### Extracted data
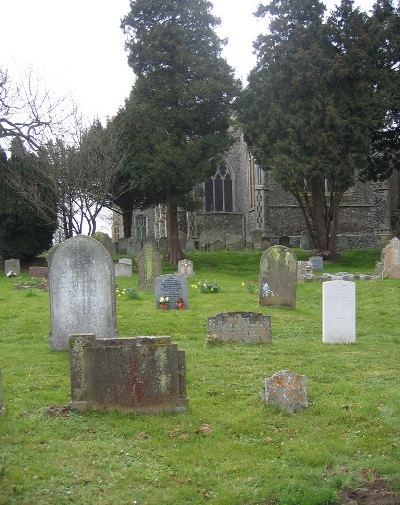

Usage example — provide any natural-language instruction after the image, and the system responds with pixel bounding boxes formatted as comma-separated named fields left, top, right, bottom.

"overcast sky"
left=2, top=0, right=374, bottom=124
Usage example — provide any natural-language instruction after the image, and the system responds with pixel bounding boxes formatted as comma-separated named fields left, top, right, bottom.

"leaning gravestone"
left=259, top=246, right=297, bottom=308
left=5, top=259, right=20, bottom=277
left=300, top=230, right=314, bottom=250
left=207, top=312, right=271, bottom=345
left=49, top=235, right=118, bottom=351
left=155, top=274, right=189, bottom=310
left=263, top=370, right=308, bottom=413
left=137, top=244, right=162, bottom=291
left=382, top=237, right=400, bottom=279
left=69, top=334, right=188, bottom=414
left=323, top=280, right=355, bottom=344
left=0, top=368, right=5, bottom=416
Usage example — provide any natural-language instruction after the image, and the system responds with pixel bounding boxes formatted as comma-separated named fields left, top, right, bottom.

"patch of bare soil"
left=340, top=478, right=400, bottom=505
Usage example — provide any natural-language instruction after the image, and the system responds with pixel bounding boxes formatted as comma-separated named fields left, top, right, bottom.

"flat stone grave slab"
left=263, top=370, right=308, bottom=413
left=207, top=312, right=271, bottom=345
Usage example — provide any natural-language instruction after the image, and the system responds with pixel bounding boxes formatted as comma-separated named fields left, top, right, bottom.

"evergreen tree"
left=236, top=0, right=400, bottom=259
left=0, top=140, right=56, bottom=261
left=119, top=0, right=240, bottom=263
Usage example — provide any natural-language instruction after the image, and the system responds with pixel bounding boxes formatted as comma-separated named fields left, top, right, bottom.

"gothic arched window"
left=205, top=162, right=233, bottom=212
left=135, top=214, right=147, bottom=240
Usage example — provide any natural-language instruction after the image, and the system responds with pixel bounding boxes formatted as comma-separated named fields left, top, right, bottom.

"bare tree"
left=0, top=67, right=74, bottom=150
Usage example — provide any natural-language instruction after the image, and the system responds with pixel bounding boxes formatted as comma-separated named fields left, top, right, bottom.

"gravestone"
left=155, top=274, right=189, bottom=310
left=49, top=235, right=118, bottom=351
left=300, top=230, right=314, bottom=250
left=297, top=261, right=313, bottom=281
left=158, top=236, right=168, bottom=255
left=185, top=238, right=196, bottom=251
left=137, top=244, right=162, bottom=291
left=177, top=259, right=194, bottom=277
left=309, top=255, right=323, bottom=272
left=199, top=230, right=225, bottom=251
left=29, top=266, right=48, bottom=278
left=5, top=259, right=20, bottom=277
left=69, top=334, right=188, bottom=414
left=91, top=232, right=114, bottom=256
left=323, top=280, right=356, bottom=344
left=114, top=258, right=132, bottom=278
left=0, top=368, right=4, bottom=416
left=259, top=246, right=297, bottom=308
left=382, top=237, right=400, bottom=279
left=207, top=312, right=272, bottom=345
left=127, top=237, right=142, bottom=255
left=226, top=233, right=245, bottom=251
left=263, top=370, right=308, bottom=413
left=337, top=235, right=350, bottom=251
left=208, top=239, right=225, bottom=252
left=117, top=238, right=128, bottom=254
left=178, top=231, right=187, bottom=252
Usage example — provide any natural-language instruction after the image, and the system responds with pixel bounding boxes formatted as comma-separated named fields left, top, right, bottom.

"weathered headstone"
left=49, top=235, right=118, bottom=351
left=177, top=259, right=194, bottom=277
left=300, top=230, right=314, bottom=250
left=208, top=239, right=225, bottom=252
left=157, top=236, right=169, bottom=255
left=91, top=232, right=114, bottom=256
left=323, top=280, right=356, bottom=344
left=155, top=274, right=189, bottom=310
left=5, top=259, right=20, bottom=277
left=69, top=334, right=188, bottom=414
left=137, top=244, right=162, bottom=291
left=178, top=231, right=187, bottom=252
left=0, top=368, right=5, bottom=416
left=226, top=233, right=245, bottom=251
left=309, top=255, right=323, bottom=272
left=263, top=370, right=308, bottom=413
left=127, top=237, right=142, bottom=255
left=117, top=237, right=128, bottom=254
left=337, top=235, right=350, bottom=251
left=382, top=237, right=400, bottom=279
left=259, top=246, right=297, bottom=308
left=207, top=312, right=271, bottom=345
left=114, top=258, right=132, bottom=278
left=297, top=261, right=313, bottom=282
left=29, top=266, right=48, bottom=278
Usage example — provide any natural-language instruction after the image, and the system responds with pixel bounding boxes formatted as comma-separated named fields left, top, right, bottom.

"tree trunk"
left=122, top=208, right=133, bottom=239
left=166, top=192, right=183, bottom=264
left=311, top=176, right=330, bottom=259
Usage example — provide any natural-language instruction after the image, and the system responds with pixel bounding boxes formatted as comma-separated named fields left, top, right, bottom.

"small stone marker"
left=114, top=258, right=133, bottom=278
left=69, top=334, right=188, bottom=414
left=177, top=259, right=194, bottom=277
left=323, top=280, right=356, bottom=344
left=297, top=261, right=313, bottom=281
left=137, top=244, right=162, bottom=291
left=155, top=274, right=189, bottom=310
left=28, top=266, right=48, bottom=278
left=382, top=237, right=400, bottom=279
left=263, top=370, right=308, bottom=413
left=5, top=258, right=20, bottom=277
left=259, top=246, right=297, bottom=308
left=0, top=368, right=5, bottom=416
left=49, top=235, right=118, bottom=351
left=309, top=256, right=323, bottom=272
left=207, top=312, right=271, bottom=345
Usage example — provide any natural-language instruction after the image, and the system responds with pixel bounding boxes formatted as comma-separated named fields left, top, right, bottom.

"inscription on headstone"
left=323, top=280, right=356, bottom=344
left=155, top=274, right=189, bottom=310
left=49, top=235, right=118, bottom=351
left=259, top=246, right=297, bottom=308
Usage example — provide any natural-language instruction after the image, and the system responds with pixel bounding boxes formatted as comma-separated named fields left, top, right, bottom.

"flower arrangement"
left=176, top=297, right=185, bottom=309
left=159, top=296, right=169, bottom=304
left=6, top=271, right=17, bottom=278
left=192, top=280, right=221, bottom=294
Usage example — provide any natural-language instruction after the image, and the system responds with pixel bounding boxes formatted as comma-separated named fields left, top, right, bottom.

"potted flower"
left=159, top=296, right=169, bottom=310
left=176, top=297, right=185, bottom=310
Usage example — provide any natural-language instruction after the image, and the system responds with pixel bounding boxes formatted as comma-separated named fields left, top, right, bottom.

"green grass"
left=1, top=249, right=399, bottom=504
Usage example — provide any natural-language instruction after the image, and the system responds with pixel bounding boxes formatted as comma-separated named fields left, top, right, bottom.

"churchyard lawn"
left=0, top=249, right=399, bottom=504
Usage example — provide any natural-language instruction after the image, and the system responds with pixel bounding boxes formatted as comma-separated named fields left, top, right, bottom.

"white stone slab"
left=323, top=280, right=355, bottom=344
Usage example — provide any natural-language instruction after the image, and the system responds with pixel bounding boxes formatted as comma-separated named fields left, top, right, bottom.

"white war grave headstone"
left=49, top=235, right=118, bottom=351
left=323, top=280, right=355, bottom=344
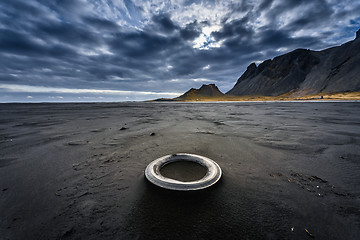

### Assigned task
The result should be every entry, word for word, and no pictures.

### Task solution
Usage example — provide any natural-language instruction after the image, and the system responds with pixel bounding boxes formatted as comma-separated named fields left, top, right, bottom.

"overcast sky"
left=2, top=0, right=374, bottom=124
Usage example — provide any natural-language instruction after the image, and the system responds with pixel bounding boxes formatted as comma-separated named fields left, top, right, bottom.

"leaning gravestone"
left=259, top=246, right=297, bottom=308
left=5, top=259, right=20, bottom=277
left=300, top=230, right=314, bottom=250
left=207, top=312, right=271, bottom=345
left=49, top=235, right=118, bottom=351
left=155, top=274, right=189, bottom=310
left=263, top=370, right=308, bottom=413
left=137, top=244, right=162, bottom=291
left=382, top=237, right=400, bottom=279
left=69, top=334, right=188, bottom=414
left=323, top=280, right=355, bottom=344
left=0, top=368, right=5, bottom=416
Usage example — provide any natural-language instruction after the image, and the system responds with pixel bounding boxes formatted as comma-separated named fields left, top, right, bottom.

"patch of bare soil"
left=340, top=478, right=400, bottom=505
Usage example — provide any natural-language instruction after the image, and the system responds with pixel bounding boxes formatted as comma-separated named fields left, top, right, bottom.

"flat stone grave slab"
left=263, top=370, right=308, bottom=413
left=207, top=312, right=271, bottom=345
Usage example — provide any natural-language instruction after the image, and the system responds with pixel bounding boxes formatted as comma-separated named fields left, top, right, bottom.

"evergreen tree"
left=236, top=0, right=400, bottom=259
left=0, top=140, right=56, bottom=261
left=119, top=0, right=240, bottom=263
Usage example — provide any natural-language instruction after the image, and the system responds with pixel bounding boxes formatted as comma-separated named fields left, top, right, bottom.

"gothic arched window"
left=205, top=162, right=233, bottom=212
left=135, top=214, right=147, bottom=240
Usage example — provide any natural-language instruction after the image, and the system responds with pixel bounding boxes formatted as comma-separated named fields left, top, right, bottom.

"bare tree"
left=0, top=67, right=74, bottom=150
Usage example — provide any natural-language instruction after the image, and the system responds with pixel bounding boxes formatted as comma-separated named fields left, top, right, bottom.

"gravestone"
left=155, top=274, right=189, bottom=310
left=49, top=235, right=118, bottom=351
left=300, top=230, right=314, bottom=250
left=297, top=261, right=313, bottom=281
left=158, top=236, right=168, bottom=255
left=185, top=238, right=196, bottom=251
left=137, top=244, right=162, bottom=291
left=177, top=259, right=194, bottom=277
left=309, top=255, right=323, bottom=272
left=199, top=230, right=225, bottom=251
left=29, top=266, right=48, bottom=278
left=5, top=259, right=20, bottom=277
left=69, top=334, right=188, bottom=414
left=91, top=232, right=114, bottom=256
left=323, top=280, right=356, bottom=344
left=114, top=258, right=132, bottom=278
left=0, top=368, right=4, bottom=416
left=259, top=246, right=297, bottom=308
left=382, top=237, right=400, bottom=279
left=207, top=312, right=272, bottom=345
left=127, top=237, right=142, bottom=255
left=226, top=233, right=245, bottom=251
left=263, top=370, right=308, bottom=413
left=337, top=235, right=350, bottom=251
left=208, top=239, right=225, bottom=252
left=117, top=238, right=128, bottom=254
left=178, top=231, right=187, bottom=252
Usage example — provide any natural-language instruction after the image, and the system responds with pixel bounding boxes formatted as comma-separated named fields left, top, right, bottom.

"weathered headstone"
left=49, top=235, right=118, bottom=351
left=177, top=259, right=194, bottom=277
left=300, top=230, right=314, bottom=250
left=208, top=239, right=225, bottom=252
left=157, top=236, right=169, bottom=255
left=91, top=232, right=114, bottom=256
left=323, top=280, right=356, bottom=344
left=155, top=274, right=189, bottom=310
left=5, top=259, right=20, bottom=277
left=69, top=334, right=188, bottom=414
left=137, top=244, right=162, bottom=291
left=178, top=231, right=187, bottom=252
left=0, top=368, right=5, bottom=416
left=226, top=233, right=245, bottom=251
left=309, top=255, right=323, bottom=272
left=263, top=370, right=308, bottom=413
left=127, top=237, right=142, bottom=255
left=117, top=237, right=128, bottom=254
left=337, top=235, right=350, bottom=251
left=382, top=237, right=400, bottom=279
left=259, top=246, right=297, bottom=308
left=207, top=312, right=271, bottom=345
left=114, top=258, right=132, bottom=278
left=297, top=261, right=313, bottom=282
left=29, top=266, right=48, bottom=278
Usage example — provide any natural-language instruction after the image, and the system responds with pixel bounding boxes formatted as comma-separated named fields left, top, right, bottom.

"tree trunk"
left=122, top=208, right=133, bottom=239
left=166, top=192, right=183, bottom=264
left=311, top=176, right=330, bottom=259
Usage example — provide any natural-language instruction after the image, and the system responds with pixel bounding boxes formatted as comma-separated named fields left, top, right, bottom.

"small stone marker"
left=114, top=258, right=133, bottom=278
left=69, top=334, right=188, bottom=414
left=177, top=259, right=194, bottom=277
left=323, top=280, right=356, bottom=344
left=297, top=261, right=313, bottom=281
left=137, top=244, right=162, bottom=291
left=155, top=274, right=189, bottom=310
left=28, top=266, right=48, bottom=278
left=382, top=237, right=400, bottom=279
left=263, top=370, right=308, bottom=413
left=5, top=258, right=20, bottom=277
left=259, top=246, right=297, bottom=308
left=0, top=368, right=5, bottom=416
left=49, top=235, right=118, bottom=351
left=309, top=256, right=323, bottom=272
left=207, top=312, right=271, bottom=345
Usage example — provide any natural-language instruction after the image, and the system responds with pixel bounding boxes formatted as comma-separated named fields left, top, right, bottom.

"inscription on headstone"
left=323, top=280, right=356, bottom=344
left=155, top=274, right=189, bottom=310
left=49, top=235, right=118, bottom=351
left=259, top=246, right=297, bottom=308
Usage example — provide any natural-language instruction after the image, and the system responds with pixel bounding boxes formatted as comma-separated named fields left, top, right, bottom.

"flower arrangement"
left=176, top=297, right=185, bottom=309
left=159, top=296, right=169, bottom=304
left=6, top=271, right=17, bottom=278
left=192, top=280, right=221, bottom=294
Usage example — provide any natural-language instruction after the image, and the system responds with pixel bounding boxes formatted as comma-separated named fields left, top, right, bottom.

"potted flower"
left=159, top=296, right=169, bottom=310
left=176, top=297, right=185, bottom=310
Usage example — provide any natural-language instruction after the image, and the system responds with pixel bounding boxes formatted as comma-separated named fields left, top, right, bottom.

"green grass"
left=1, top=249, right=399, bottom=504
Usage example — provide any natural-language instruction after the image, and the system responds with pixel bounding boxes formatted as comma-separated named fields left, top, right, bottom.

"churchyard lawn"
left=0, top=249, right=399, bottom=504
Usage example — provide any natural-language instruction after the image, and the system responds with pixel bounding boxes formatted as comma-separated named fields left, top, right, bottom.

"white stone slab"
left=323, top=280, right=355, bottom=344
Usage example — provide any natural-language instruction after the image, and the system responds with pixel bounding boxes formatted as comma-separated named fields left, top, right, bottom.

"white war grave headstone"
left=49, top=235, right=118, bottom=351
left=323, top=280, right=355, bottom=344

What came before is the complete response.